● GIVEN TASK:
Pick out and copy each line in the items below that contains the string "coordinates". Treat uppercase and lowercase letters as distinct when matching.

● DATA:
[BEGIN]

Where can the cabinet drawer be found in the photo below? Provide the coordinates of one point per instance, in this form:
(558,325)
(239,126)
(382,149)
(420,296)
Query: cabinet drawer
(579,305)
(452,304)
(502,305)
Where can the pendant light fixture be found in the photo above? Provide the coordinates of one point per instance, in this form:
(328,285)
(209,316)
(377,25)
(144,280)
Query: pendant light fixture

[END]
[BEGIN]

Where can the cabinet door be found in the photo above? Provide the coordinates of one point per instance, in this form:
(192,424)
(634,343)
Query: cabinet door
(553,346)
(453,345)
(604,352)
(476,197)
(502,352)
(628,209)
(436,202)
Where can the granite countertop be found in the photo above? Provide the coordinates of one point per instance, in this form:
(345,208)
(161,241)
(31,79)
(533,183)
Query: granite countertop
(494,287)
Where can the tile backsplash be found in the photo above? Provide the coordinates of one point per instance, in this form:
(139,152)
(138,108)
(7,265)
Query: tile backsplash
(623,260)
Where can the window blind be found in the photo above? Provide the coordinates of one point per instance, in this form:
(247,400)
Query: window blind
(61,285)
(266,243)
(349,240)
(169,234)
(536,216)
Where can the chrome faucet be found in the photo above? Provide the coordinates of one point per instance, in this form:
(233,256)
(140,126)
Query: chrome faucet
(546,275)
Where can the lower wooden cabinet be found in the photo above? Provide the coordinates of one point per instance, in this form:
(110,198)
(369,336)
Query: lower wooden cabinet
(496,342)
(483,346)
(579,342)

[END]

● FINAL ANSWER:
Where can the cabinet drawer be found in the photo below? Provide the coordinates of one point per instance, in this form:
Where can the pendant light fixture be found in the photo above? Provide the coordinates of one point per instance, in this form:
Where can the cabinet door be found in the photo above? Provide the coordinates of one point per instance, in this form:
Where can the granite countertop be found in the photo above? Provide the coordinates of one point per instance, in this form:
Where can the tile backsplash be found in the photo above? Provide the coordinates of one point per instance, in this form:
Where can the window blind be found in the photo above? Provide the coordinates of one point per instance, in this form:
Where can the chrome faucet be found in the photo above? Provide the coordinates of one point per instance, in this form:
Where can the lower wooden cabinet be found in the photo above? Provide the coordinates of one point per instance, in this form:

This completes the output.